Via Ferrata route in the Berg

30 Dec 2011 03:08 - 30 Dec 2011 04:11 #5186 by intrepid
So it finally happened: a Via Ferrata route has been opened in the Berg, between the Sentinel and the Chain Ladders. See the info here: topknot.co.za/viaferrata/index.html .

Stirs up mixed feelings. I'd much rather like to see our beloved Drakensberg remain unexploited and as wild as possible. Why do we feel like we need to add more to it than we already have? On the other hand, I understand not everybody sees it this way and that many actually support the idea of a safe climb with a short easy walk in. Being a climber myself I think I can understand the reasons that probably motivated the people to establish the route...still, it leaves me feeling sad. Doesn't feel right. Thats the bottom line for me.

> TASKS AND EXERCISES
- a) Reproduce the passage of the Via Ferrata post starting with "30 Dec 2011 03:08" and going on through "here: topknot.co.za/viaferrata/index.html .".
- b) Gather every line of the entries that contains the word "building".

> PROVIDED RECORDS
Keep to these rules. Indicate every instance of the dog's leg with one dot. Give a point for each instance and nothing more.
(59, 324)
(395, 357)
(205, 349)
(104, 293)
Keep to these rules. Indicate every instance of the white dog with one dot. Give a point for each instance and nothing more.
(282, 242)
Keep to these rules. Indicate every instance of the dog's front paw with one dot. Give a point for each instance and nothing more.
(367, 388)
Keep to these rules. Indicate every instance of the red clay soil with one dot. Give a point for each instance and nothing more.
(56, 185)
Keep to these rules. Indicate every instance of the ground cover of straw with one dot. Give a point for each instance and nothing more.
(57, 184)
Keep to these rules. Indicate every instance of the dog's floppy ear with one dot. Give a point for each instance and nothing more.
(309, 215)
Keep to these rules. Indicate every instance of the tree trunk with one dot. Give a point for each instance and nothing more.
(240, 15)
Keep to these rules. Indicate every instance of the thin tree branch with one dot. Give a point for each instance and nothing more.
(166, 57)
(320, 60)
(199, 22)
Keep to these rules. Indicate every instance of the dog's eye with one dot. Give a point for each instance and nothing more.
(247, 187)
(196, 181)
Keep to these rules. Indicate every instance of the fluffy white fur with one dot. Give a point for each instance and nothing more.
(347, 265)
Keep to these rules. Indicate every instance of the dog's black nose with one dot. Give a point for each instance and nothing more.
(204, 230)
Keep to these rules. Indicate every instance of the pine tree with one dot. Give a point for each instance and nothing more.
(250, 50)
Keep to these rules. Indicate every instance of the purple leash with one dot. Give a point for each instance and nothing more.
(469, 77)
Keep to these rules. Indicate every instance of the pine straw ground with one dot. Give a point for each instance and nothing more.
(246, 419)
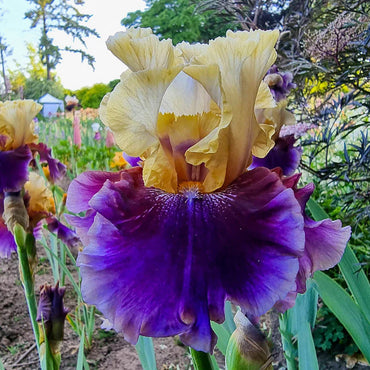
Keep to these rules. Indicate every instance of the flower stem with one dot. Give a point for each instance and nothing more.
(201, 360)
(23, 243)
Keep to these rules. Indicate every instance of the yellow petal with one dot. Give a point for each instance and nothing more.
(132, 108)
(140, 50)
(185, 96)
(243, 59)
(189, 51)
(264, 97)
(16, 122)
(159, 170)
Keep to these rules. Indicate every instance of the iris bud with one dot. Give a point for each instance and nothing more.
(51, 315)
(15, 211)
(247, 348)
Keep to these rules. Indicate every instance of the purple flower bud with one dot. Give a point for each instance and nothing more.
(51, 312)
(280, 83)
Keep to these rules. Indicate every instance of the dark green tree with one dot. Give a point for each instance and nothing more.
(179, 20)
(4, 51)
(59, 15)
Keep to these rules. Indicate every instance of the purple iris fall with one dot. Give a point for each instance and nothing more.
(18, 144)
(167, 243)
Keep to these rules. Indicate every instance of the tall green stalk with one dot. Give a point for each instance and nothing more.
(24, 241)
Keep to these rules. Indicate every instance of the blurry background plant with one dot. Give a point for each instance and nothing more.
(325, 44)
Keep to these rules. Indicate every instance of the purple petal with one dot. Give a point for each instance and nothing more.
(283, 155)
(84, 186)
(325, 242)
(56, 168)
(160, 264)
(14, 168)
(7, 243)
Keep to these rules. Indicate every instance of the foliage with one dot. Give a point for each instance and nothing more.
(30, 80)
(179, 20)
(325, 44)
(4, 52)
(249, 14)
(59, 15)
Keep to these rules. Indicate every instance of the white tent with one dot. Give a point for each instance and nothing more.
(51, 105)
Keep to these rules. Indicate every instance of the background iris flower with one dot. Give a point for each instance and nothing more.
(167, 243)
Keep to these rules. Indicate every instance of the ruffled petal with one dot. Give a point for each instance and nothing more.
(84, 186)
(243, 59)
(284, 155)
(160, 264)
(132, 108)
(14, 168)
(7, 243)
(325, 242)
(140, 50)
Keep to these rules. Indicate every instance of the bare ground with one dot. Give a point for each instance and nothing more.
(109, 350)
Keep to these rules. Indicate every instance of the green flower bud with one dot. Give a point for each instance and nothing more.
(247, 348)
(15, 211)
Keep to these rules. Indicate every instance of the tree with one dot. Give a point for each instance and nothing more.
(90, 97)
(59, 15)
(30, 81)
(4, 51)
(178, 20)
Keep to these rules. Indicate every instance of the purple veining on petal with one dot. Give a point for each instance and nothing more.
(132, 161)
(84, 186)
(325, 242)
(283, 155)
(170, 260)
(56, 168)
(14, 168)
(7, 243)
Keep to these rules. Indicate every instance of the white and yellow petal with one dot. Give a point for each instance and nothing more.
(140, 50)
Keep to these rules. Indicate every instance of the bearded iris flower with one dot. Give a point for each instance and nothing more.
(167, 242)
(18, 144)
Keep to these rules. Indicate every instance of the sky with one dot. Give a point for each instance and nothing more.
(74, 74)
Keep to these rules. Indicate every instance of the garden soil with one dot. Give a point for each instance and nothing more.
(109, 350)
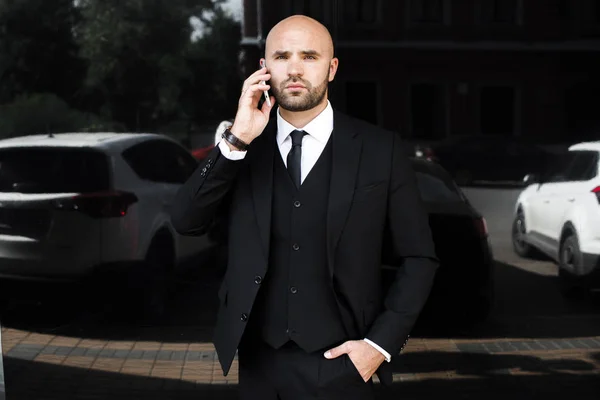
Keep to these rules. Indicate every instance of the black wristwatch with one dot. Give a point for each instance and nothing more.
(234, 140)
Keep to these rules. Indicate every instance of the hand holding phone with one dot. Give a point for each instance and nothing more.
(266, 92)
(250, 119)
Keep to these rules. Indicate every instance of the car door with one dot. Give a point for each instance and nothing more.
(542, 202)
(573, 191)
(145, 159)
(179, 166)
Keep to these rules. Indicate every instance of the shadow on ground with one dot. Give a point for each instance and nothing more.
(528, 305)
(476, 376)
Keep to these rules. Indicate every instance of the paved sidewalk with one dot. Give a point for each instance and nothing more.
(43, 366)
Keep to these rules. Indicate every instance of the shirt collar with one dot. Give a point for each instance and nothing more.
(320, 127)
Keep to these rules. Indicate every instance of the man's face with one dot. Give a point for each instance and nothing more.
(301, 67)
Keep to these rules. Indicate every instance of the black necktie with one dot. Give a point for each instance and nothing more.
(295, 157)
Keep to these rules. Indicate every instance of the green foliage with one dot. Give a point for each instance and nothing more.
(45, 113)
(37, 49)
(128, 61)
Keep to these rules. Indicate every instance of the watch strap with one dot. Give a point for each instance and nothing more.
(234, 140)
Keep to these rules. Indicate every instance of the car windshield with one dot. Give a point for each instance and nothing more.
(53, 170)
(437, 189)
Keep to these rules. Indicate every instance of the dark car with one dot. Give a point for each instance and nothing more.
(485, 158)
(464, 288)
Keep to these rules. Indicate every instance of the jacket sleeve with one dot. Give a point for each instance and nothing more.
(199, 201)
(413, 253)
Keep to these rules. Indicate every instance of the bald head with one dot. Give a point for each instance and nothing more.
(291, 28)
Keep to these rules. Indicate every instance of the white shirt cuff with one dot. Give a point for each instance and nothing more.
(233, 155)
(387, 356)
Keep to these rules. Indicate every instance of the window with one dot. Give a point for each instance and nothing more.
(178, 164)
(434, 189)
(573, 166)
(591, 12)
(427, 11)
(583, 167)
(317, 9)
(362, 100)
(428, 109)
(364, 12)
(497, 112)
(160, 161)
(504, 12)
(53, 170)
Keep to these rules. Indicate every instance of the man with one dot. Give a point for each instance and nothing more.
(312, 199)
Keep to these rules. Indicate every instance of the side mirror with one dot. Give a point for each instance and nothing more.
(531, 179)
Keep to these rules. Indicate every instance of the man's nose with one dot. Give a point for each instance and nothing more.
(295, 68)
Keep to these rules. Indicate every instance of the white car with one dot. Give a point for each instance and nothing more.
(558, 214)
(76, 203)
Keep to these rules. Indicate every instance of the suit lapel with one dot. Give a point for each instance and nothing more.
(261, 171)
(344, 170)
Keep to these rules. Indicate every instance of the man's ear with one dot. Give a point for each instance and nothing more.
(333, 66)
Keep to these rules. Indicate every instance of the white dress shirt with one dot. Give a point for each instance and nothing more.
(318, 133)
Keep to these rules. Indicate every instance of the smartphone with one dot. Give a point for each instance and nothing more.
(266, 92)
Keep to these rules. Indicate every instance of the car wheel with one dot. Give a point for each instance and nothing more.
(518, 232)
(569, 265)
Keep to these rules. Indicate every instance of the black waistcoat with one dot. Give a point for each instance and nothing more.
(296, 300)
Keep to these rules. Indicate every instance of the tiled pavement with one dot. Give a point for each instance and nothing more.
(44, 366)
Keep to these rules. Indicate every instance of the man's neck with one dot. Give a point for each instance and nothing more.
(299, 119)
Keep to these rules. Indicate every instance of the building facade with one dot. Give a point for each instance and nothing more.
(431, 69)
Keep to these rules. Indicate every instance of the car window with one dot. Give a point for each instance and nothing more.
(583, 167)
(556, 167)
(146, 161)
(178, 163)
(436, 189)
(53, 170)
(160, 161)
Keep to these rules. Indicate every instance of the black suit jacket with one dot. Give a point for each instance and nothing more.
(374, 216)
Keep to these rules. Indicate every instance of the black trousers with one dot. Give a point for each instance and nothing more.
(289, 373)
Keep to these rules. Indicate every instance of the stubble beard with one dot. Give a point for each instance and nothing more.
(303, 100)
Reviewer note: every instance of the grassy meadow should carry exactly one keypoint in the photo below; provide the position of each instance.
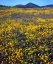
(26, 36)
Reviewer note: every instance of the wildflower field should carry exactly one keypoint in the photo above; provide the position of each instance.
(26, 36)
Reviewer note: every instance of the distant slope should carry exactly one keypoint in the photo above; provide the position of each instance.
(29, 5)
(51, 5)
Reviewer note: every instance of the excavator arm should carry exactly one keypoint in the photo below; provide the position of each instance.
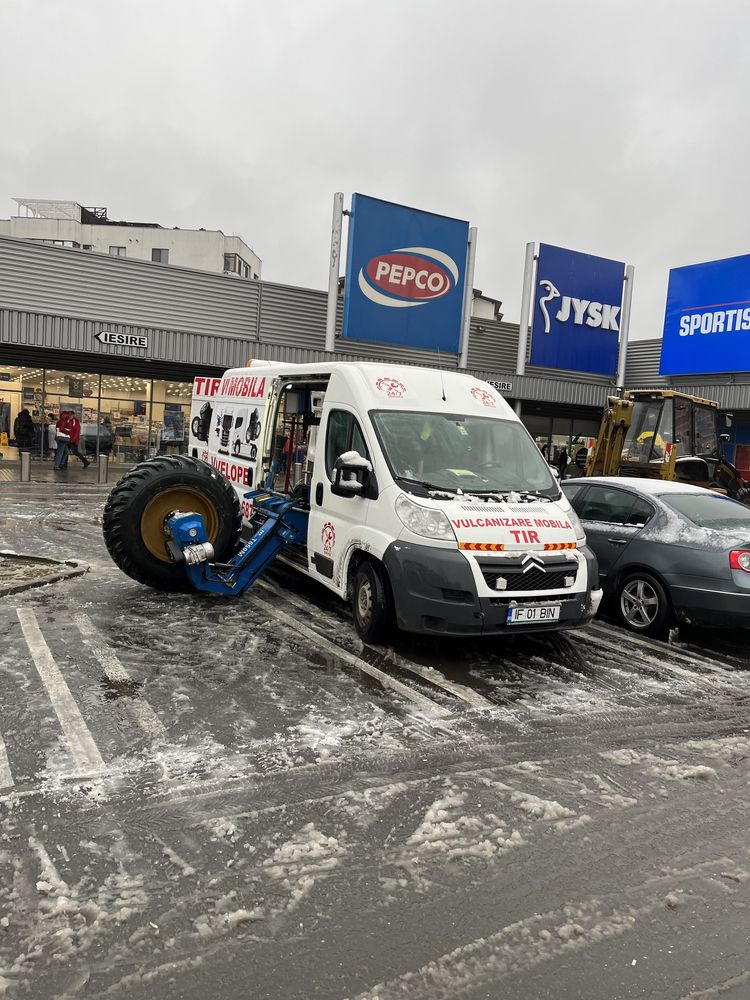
(604, 458)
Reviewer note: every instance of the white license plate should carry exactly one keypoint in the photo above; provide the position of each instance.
(533, 613)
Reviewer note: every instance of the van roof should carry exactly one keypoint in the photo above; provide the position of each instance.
(401, 386)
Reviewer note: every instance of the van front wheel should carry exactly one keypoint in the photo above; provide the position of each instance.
(371, 604)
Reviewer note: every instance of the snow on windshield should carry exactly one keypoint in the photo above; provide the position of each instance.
(454, 451)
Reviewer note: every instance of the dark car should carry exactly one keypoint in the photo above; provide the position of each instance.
(667, 551)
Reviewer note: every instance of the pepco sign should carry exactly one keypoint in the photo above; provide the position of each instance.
(407, 277)
(404, 276)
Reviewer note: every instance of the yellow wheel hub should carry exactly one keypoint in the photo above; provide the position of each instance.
(183, 498)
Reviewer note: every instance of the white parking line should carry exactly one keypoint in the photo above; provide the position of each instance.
(114, 671)
(81, 742)
(355, 661)
(6, 778)
(429, 674)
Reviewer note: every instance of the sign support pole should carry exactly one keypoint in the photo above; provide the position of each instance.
(333, 270)
(523, 326)
(471, 256)
(627, 296)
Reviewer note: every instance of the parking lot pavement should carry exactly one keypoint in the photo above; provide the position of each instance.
(201, 797)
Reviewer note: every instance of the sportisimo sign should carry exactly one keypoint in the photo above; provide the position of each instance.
(707, 318)
(404, 276)
(576, 311)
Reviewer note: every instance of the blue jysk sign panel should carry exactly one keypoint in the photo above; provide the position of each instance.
(707, 319)
(576, 311)
(404, 276)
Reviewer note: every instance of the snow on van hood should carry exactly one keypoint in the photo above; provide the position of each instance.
(507, 525)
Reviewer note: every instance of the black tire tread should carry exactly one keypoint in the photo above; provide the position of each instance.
(122, 497)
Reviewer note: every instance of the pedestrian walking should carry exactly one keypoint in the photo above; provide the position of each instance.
(51, 434)
(23, 431)
(62, 438)
(74, 431)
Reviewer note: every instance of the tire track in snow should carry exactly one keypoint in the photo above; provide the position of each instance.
(526, 944)
(426, 704)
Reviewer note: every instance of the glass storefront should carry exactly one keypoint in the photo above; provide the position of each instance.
(126, 417)
(558, 436)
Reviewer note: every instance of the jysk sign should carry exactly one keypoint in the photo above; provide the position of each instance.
(707, 319)
(121, 339)
(576, 311)
(404, 276)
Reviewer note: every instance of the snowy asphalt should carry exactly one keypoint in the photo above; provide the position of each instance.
(210, 799)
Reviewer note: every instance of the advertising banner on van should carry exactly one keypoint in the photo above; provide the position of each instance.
(707, 318)
(405, 276)
(575, 324)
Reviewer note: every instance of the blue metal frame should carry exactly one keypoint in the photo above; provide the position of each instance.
(284, 525)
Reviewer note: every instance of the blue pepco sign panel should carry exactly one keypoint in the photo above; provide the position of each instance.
(575, 322)
(404, 276)
(707, 320)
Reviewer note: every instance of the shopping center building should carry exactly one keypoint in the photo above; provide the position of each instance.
(120, 340)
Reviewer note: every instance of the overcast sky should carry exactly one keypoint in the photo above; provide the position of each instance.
(619, 129)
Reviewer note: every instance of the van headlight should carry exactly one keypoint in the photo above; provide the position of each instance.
(425, 521)
(576, 522)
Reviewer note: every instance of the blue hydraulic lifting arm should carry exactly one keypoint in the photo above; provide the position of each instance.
(187, 540)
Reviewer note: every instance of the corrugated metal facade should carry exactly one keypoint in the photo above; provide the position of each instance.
(52, 298)
(731, 391)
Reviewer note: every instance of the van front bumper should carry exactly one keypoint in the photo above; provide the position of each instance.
(434, 592)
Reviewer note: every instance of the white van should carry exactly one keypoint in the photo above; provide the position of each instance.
(428, 500)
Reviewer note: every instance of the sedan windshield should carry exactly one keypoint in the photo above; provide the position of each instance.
(449, 451)
(710, 510)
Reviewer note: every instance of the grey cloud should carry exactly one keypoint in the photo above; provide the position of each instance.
(610, 128)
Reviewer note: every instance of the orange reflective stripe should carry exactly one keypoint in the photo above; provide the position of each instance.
(481, 546)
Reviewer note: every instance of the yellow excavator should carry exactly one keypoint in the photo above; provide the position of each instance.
(663, 434)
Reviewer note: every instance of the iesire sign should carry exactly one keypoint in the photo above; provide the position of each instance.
(707, 318)
(405, 276)
(575, 322)
(121, 339)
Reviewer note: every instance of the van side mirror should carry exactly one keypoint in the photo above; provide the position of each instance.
(351, 475)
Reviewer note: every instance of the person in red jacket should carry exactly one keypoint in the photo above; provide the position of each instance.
(70, 426)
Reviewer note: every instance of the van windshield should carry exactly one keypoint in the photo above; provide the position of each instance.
(449, 451)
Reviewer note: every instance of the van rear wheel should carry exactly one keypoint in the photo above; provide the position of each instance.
(372, 608)
(138, 507)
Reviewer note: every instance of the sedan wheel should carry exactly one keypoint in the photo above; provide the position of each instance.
(643, 604)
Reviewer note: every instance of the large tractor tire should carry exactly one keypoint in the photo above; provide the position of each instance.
(140, 503)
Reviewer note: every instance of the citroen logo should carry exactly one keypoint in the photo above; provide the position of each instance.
(530, 561)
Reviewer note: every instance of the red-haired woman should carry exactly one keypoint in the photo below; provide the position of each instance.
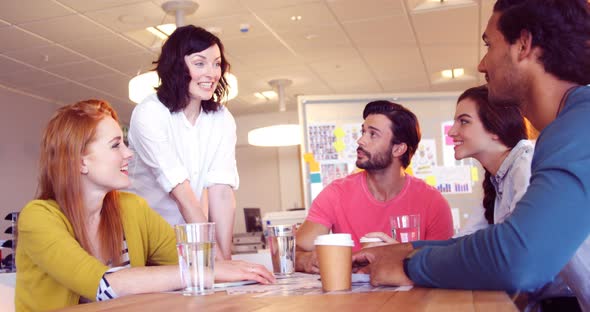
(81, 239)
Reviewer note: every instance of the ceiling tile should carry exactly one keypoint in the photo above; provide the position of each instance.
(440, 57)
(211, 8)
(311, 44)
(8, 65)
(130, 64)
(130, 17)
(30, 78)
(451, 26)
(14, 38)
(259, 51)
(80, 71)
(275, 4)
(17, 12)
(92, 5)
(114, 84)
(354, 10)
(109, 45)
(394, 63)
(46, 56)
(391, 31)
(312, 15)
(67, 28)
(228, 27)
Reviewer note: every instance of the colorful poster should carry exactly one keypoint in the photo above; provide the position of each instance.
(333, 171)
(321, 141)
(453, 180)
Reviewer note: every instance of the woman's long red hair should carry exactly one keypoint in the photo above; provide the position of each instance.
(65, 140)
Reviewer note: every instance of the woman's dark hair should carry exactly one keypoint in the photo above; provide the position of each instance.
(507, 123)
(173, 91)
(561, 28)
(404, 126)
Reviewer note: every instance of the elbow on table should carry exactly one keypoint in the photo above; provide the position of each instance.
(526, 278)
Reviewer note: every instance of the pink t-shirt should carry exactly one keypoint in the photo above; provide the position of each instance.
(347, 206)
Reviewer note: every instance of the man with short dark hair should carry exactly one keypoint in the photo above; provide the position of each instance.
(539, 57)
(363, 202)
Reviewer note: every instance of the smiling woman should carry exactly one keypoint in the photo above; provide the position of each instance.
(83, 240)
(184, 139)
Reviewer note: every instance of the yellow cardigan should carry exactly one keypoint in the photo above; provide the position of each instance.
(52, 268)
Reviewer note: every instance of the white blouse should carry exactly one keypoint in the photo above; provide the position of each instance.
(510, 183)
(169, 150)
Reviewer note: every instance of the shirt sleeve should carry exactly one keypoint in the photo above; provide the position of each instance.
(520, 181)
(440, 223)
(46, 239)
(223, 169)
(323, 207)
(150, 137)
(526, 251)
(161, 241)
(476, 222)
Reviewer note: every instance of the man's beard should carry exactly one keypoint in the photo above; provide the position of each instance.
(379, 161)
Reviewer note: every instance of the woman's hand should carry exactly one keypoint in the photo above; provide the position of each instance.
(385, 239)
(236, 270)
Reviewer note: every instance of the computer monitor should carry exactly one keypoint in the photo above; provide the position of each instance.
(253, 220)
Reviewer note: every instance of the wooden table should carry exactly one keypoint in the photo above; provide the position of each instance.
(417, 299)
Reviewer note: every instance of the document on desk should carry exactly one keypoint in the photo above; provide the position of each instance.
(299, 284)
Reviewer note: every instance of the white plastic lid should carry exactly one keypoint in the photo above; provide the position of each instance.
(370, 240)
(342, 239)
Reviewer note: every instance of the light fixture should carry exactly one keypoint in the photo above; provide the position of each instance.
(281, 134)
(144, 84)
(162, 31)
(453, 73)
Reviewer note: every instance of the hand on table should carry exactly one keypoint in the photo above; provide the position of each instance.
(237, 270)
(307, 261)
(385, 239)
(384, 264)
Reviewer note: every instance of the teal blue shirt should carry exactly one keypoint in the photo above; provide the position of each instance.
(547, 227)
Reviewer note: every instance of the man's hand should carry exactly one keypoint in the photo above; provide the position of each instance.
(384, 264)
(236, 270)
(307, 261)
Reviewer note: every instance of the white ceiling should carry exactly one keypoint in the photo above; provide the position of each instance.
(68, 50)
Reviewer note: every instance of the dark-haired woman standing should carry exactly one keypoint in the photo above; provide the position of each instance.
(184, 139)
(497, 138)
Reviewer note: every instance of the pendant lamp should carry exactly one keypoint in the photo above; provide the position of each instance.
(281, 134)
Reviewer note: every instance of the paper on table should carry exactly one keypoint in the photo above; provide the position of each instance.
(233, 284)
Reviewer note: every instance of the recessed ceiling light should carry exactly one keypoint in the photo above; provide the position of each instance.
(453, 73)
(447, 73)
(162, 31)
(269, 94)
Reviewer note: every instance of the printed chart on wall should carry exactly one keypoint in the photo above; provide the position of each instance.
(333, 153)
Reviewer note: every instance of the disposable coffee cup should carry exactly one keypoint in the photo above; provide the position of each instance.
(335, 257)
(365, 241)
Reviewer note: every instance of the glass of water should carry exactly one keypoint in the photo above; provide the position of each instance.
(195, 243)
(405, 228)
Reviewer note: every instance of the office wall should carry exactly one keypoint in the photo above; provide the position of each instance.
(270, 177)
(21, 123)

> ANSWERS PER TASK
- a)
30 Dec 2011 03:08 - 30 Dec 2011 04:11 #5186 by intrepid
So it finally happened: a Via Ferrata route has been opened in the Berg, between the Sentinel and the Chain Ladders. See the info here: topknot.co.za/viaferrata/index.html .

- b)
Keep to these rules. Indicate every instance of the building facade with one dot. Give a point for each instance and nothing more.
Reviewer note: every instance of the shopping center building should carry exactly one keypoint in the photo above; provide the position of each instance.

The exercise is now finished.